Extracted text:
Seldom in the field of human conflict has so much been written by so many people on a subject about which they know nothing. Or so I’d like to hope: in the sense that I’d hope that the denialist chatter about peer review was the nadir. But I do know something about peer review, though my knowledge is 7 years out of date. Nonetheless, I don’t hesitate to comment. If you’re wondering (or I’m wondering, coming back to this later) all this kicks off from the ship of fools nonsense, which has elevated peer review to super-star status for its 15 minutes in the blog-o-light.
For a working scientist, peer review is just part of the job. You write up your work, you show it to your colleagues (if you work somewhere like BAS, its likely mandatory that it gets passed around a bit just to make sure you’re not saying anything really dumb; your division head corrects a couple of typos. If you’re new, this is a really helpful part of the process; if you’re not new then likely the internal review becomes a formality), you send it to the best journal you think you can get away with, and eventually you get the reviews back. These will be a mixture of “please cite my paper” (usually disguised as “you need to consider X”), typos, and the occasional well-considered thoughtful comment that genuinely improves things. You sigh, you happily incorporate the thoughtful stuff, you work out how much of the not-very-helpful stuff you can get away with blowing off, and you resubmit (naturally, I don’t know what happens when someone senior in the field submits, since I never was). And sometimes you get a reviewer who really really doesn’t like your paper for what you regard as invalid reasons, and you have to decide whether to fight to the death or go elsewhere.
For a “skeptic” – many of whom are on display at JoNova – peer review is a process about which they know nothing, except that it produces answers they don’t like (note: for those who read my previous censorship post and didn’t see the update, I’ll say that I was wrong about her site: I’m being allowed to comment freely). What’s probably most striking about that post is the level of ignorance on display: about peer review itself, and how it works, but also about prior art. You’d think that problems with PR had only just been discovered. I did try to point that out but as you’d expect, it fell on stony ground.
Peer review is nothing more than argument from authority and should be considered entirely irrelevant when evaluating the science
Comment #1 at JoNova, by “Truthseeker”. Of course, you know the old proverb: if someone calls themselves Truthseeker, then…”. But anyway: TS’s argument is a very common one: what we really care about is the quality of the science: what do we need a bunch of anonymous gatekeepers for?

Dataset extract:
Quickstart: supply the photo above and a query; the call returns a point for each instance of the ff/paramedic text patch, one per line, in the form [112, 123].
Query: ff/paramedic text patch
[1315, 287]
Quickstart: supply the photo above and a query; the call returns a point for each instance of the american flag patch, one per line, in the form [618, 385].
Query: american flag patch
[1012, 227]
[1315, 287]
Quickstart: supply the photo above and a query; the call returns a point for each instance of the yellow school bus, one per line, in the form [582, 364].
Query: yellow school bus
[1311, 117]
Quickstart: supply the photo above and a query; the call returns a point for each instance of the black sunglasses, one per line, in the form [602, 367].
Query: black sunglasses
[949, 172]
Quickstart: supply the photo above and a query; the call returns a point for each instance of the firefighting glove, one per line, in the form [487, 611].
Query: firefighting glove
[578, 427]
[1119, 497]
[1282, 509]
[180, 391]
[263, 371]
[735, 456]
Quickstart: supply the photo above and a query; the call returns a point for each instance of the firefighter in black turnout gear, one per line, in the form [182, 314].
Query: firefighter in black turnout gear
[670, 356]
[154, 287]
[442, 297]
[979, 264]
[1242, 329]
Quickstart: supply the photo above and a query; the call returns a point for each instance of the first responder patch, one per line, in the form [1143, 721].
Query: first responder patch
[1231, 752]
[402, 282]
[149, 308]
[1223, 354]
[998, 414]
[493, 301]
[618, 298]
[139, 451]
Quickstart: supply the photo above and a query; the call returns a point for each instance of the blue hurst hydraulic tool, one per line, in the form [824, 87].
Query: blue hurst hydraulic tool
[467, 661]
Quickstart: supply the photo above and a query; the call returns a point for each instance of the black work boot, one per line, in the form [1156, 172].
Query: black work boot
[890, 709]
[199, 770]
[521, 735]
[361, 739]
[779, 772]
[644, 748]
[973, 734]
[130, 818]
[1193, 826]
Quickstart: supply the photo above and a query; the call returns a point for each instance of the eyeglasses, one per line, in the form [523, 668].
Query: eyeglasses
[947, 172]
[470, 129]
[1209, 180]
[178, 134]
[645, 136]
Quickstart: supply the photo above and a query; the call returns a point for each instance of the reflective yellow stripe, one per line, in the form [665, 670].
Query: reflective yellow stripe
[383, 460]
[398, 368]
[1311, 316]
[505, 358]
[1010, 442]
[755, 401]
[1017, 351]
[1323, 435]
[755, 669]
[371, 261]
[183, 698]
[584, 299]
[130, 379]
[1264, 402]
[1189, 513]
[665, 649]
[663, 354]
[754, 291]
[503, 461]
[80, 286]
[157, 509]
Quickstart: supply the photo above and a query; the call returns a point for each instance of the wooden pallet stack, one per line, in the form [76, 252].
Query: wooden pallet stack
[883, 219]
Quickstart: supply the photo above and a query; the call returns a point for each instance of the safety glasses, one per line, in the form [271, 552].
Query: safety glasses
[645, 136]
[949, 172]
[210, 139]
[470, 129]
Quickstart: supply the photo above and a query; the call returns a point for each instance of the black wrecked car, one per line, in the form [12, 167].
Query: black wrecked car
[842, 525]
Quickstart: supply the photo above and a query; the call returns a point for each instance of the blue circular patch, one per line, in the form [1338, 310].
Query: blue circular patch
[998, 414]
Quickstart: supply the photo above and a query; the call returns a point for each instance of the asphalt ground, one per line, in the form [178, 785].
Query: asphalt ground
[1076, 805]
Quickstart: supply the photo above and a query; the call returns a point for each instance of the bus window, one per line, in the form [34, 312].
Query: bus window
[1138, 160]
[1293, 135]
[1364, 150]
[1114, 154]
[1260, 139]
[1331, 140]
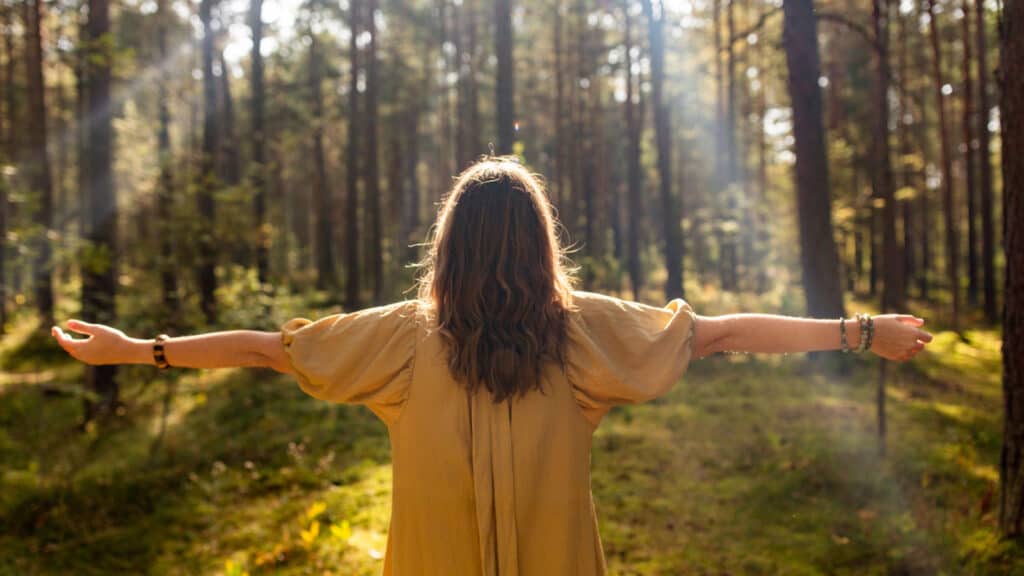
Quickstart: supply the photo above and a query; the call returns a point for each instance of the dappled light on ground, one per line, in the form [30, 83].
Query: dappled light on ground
[749, 466]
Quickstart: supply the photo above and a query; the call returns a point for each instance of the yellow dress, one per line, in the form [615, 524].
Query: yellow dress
[484, 488]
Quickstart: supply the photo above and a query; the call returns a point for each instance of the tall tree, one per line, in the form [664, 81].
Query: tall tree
[37, 161]
[893, 291]
[985, 167]
[230, 161]
[505, 86]
[663, 136]
[352, 164]
[258, 172]
[207, 173]
[371, 176]
[326, 274]
[633, 187]
[6, 93]
[1012, 111]
[818, 256]
[99, 270]
[10, 99]
[948, 208]
[969, 155]
[165, 184]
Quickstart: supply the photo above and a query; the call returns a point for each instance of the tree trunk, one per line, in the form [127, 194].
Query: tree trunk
[352, 169]
[258, 151]
[985, 169]
[556, 122]
[1012, 114]
[904, 151]
[506, 84]
[165, 183]
[969, 158]
[764, 238]
[99, 279]
[207, 173]
[229, 144]
[663, 136]
[468, 147]
[893, 295]
[633, 127]
[326, 274]
[371, 177]
[818, 256]
[948, 208]
[38, 161]
[10, 101]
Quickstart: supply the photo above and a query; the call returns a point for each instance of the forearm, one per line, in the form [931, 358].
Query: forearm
[771, 334]
[235, 348]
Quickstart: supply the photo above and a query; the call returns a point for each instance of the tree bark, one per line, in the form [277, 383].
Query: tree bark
[207, 173]
[506, 83]
[663, 137]
[10, 101]
[165, 183]
[969, 157]
[633, 127]
[99, 276]
[371, 175]
[37, 161]
[818, 255]
[326, 273]
[229, 145]
[985, 169]
[893, 295]
[352, 165]
[1012, 115]
[258, 171]
[948, 208]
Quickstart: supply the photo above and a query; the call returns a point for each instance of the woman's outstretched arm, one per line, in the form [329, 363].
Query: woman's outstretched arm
[104, 344]
[897, 336]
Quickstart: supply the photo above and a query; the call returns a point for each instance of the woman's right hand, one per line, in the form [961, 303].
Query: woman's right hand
[898, 336]
[103, 344]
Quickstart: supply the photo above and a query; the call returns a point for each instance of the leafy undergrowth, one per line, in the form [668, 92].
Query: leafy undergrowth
[751, 465]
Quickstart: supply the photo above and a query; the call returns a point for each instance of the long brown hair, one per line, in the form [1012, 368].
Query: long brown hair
[497, 278]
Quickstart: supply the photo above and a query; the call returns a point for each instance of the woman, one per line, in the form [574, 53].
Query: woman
[494, 379]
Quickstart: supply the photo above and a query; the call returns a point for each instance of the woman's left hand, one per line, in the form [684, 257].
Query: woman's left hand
[898, 336]
[103, 344]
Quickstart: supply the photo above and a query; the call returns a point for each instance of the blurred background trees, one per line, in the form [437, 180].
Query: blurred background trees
[183, 165]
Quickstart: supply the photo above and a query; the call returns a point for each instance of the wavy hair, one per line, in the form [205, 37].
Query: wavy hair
[497, 277]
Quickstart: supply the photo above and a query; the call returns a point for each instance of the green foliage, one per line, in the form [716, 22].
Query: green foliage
[751, 465]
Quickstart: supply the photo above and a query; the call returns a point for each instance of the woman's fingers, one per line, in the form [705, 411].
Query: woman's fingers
[71, 345]
[84, 327]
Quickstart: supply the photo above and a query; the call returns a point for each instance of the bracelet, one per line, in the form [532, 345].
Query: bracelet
[870, 332]
[862, 321]
[158, 352]
[842, 335]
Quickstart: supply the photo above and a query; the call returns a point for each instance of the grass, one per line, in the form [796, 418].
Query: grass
[751, 465]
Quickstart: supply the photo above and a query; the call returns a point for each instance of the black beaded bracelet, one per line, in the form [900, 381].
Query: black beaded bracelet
[870, 332]
[844, 345]
[158, 352]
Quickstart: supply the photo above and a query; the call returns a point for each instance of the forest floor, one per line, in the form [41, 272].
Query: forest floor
[750, 465]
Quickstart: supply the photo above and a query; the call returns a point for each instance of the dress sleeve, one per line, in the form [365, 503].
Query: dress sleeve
[364, 357]
[626, 353]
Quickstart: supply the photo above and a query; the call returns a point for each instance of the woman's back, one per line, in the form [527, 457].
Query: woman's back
[482, 487]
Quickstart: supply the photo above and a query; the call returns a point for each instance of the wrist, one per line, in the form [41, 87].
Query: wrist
[853, 334]
[139, 351]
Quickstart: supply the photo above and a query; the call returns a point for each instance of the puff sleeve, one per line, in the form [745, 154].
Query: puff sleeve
[364, 357]
[626, 353]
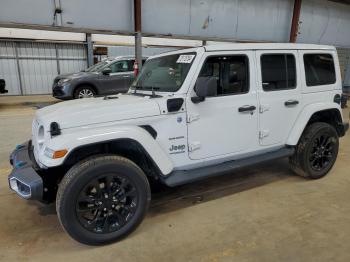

Instructions to follow: In the text on peer review, how many years out of date does the writer say their knowledge of peer review is?

Response: Seven years.